- **Assigned task**:
Your task is to output every record exactly as it is given.

(Source records Opens)

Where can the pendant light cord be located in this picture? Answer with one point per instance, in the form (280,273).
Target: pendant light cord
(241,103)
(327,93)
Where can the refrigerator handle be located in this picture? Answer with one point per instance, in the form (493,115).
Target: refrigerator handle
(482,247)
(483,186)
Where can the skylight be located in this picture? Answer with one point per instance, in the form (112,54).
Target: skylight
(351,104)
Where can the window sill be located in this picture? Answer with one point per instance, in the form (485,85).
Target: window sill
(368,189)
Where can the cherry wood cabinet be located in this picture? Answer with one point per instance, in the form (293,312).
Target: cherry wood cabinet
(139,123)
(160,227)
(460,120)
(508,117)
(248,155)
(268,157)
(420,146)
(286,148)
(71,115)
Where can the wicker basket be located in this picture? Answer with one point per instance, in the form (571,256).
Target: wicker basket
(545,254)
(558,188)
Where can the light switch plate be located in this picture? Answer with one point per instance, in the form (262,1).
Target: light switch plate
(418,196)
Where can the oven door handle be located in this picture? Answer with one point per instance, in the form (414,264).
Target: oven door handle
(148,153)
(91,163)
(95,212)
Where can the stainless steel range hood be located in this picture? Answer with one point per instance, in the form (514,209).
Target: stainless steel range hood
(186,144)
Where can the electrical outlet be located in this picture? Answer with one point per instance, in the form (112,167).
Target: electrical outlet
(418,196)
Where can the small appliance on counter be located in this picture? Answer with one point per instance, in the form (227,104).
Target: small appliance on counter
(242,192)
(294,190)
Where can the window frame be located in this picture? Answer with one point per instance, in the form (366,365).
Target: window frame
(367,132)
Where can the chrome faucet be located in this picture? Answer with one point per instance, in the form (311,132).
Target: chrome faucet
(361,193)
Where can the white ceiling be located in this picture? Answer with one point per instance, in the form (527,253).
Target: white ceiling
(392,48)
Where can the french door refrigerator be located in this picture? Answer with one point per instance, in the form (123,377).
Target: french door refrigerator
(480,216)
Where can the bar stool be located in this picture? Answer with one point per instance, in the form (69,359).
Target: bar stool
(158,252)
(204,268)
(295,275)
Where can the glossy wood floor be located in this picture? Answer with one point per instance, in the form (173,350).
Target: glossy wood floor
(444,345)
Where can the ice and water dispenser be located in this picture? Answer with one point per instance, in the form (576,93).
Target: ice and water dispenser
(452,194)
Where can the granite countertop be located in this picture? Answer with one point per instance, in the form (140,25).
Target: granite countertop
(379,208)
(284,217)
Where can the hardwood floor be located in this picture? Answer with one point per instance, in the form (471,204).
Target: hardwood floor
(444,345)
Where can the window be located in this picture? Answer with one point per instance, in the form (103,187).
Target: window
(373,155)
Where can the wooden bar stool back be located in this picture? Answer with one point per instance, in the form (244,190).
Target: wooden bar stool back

(Source records Closes)

- **Task solution**:
Where can the pendant light cord be located in this picture? Answer with one point per instance, in the form (280,273).
Target: pendant light cord
(241,103)
(327,93)
Where can the refrigerator handle be located in this picture? Answer with one point per instance, in the form (493,115).
Target: refrigerator handle
(482,247)
(483,186)
Where can the skylight be located in this picture? Answer with one point per instance, in the form (112,54).
Target: skylight
(351,104)
Where can the window sill be located in this picture? Answer with one point per instance, in the form (485,85).
Target: window sill
(368,189)
Where can the cherry wood cabinet be located in this picture? Answer with one point per instance, in the form (293,312).
Target: cherry wood cabinet
(139,123)
(160,227)
(460,120)
(508,117)
(248,155)
(268,157)
(420,146)
(286,148)
(71,115)
Where can the wicker basket be located in this picture? Answer with one point per instance, in the form (571,256).
Target: wicker basket
(545,254)
(558,188)
Where can the light switch plate be located in this picture? Answer with one point per instance, in the form (262,1).
Target: light switch plate
(418,196)
Where can the oven door handle be located in this picture? Answer with one point per instance, in the form (414,264).
Target: oven door handle
(148,153)
(91,163)
(95,212)
Where can the stainless steel range hood be located in this picture? Answer with one point per instance, in the form (514,209).
Target: stainless steel range hood
(186,144)
Where can the electrical outlet be located in this picture? Answer with one point per instance, in the form (112,167).
Target: electrical outlet
(418,196)
Where can the small appliance on counter be located in this picture? Answer with one point per instance, in the form (227,104).
Target: small appliance on counter
(242,192)
(294,190)
Where can the window frame be located in this picture? Answer with one point per instance, in the form (366,365).
Target: window frame
(367,132)
Where can the chrome faucet be located in this picture? Answer with one point per instance, in the form (311,132).
Target: chrome faucet
(361,193)
Where can the white ceiling be located in this picture? Answer with one point per instance, in the form (527,253).
Target: white ceiling
(392,48)
Where can the french door refrigerator be located in this picture? Answer with one point per instance, in the form (123,377).
Target: french door refrigerator
(480,216)
Where can the bar stool be located in this picture? Answer with one point per instance, in the form (69,359).
Target: bar stool
(158,252)
(204,268)
(295,275)
Where can the glossy wood floor be located in this picture? Answer with one point per instance, in the form (173,350).
Target: glossy wood floor
(444,345)
Where can the ice and water dispenser be located in this picture? Answer with one point per instance, in the form (576,93).
Target: ice and water dispenser
(452,194)
Where can the granite countertop be located in this picture? Answer with one point per instance, in the form (140,25).
Target: granite countertop
(379,208)
(284,217)
Where can the hardwood floor be located in this picture? Answer with one point per instance, in the form (471,204).
Target: hardwood floor
(444,345)
Where can the window be located in this picture? Answer with one point per instance, in the form (103,187).
Target: window
(373,155)
Where can the wooden bar stool back be located in this picture? Answer with one point per instance, in the form (244,190).
Target: wooden bar stool back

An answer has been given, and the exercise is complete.